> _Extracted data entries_
::::::

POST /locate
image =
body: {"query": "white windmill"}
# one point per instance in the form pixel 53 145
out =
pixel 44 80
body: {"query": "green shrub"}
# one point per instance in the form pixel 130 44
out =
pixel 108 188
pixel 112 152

::::::

> _Task details_
Output every line of the records above without changing anything.

> _Task result_
POST /locate
image =
body: {"query": "white windmill"}
# one point per instance in the form pixel 53 145
out =
pixel 44 80
body: {"query": "green shrub"}
# one point per instance in the form pixel 130 44
out =
pixel 108 188
pixel 112 152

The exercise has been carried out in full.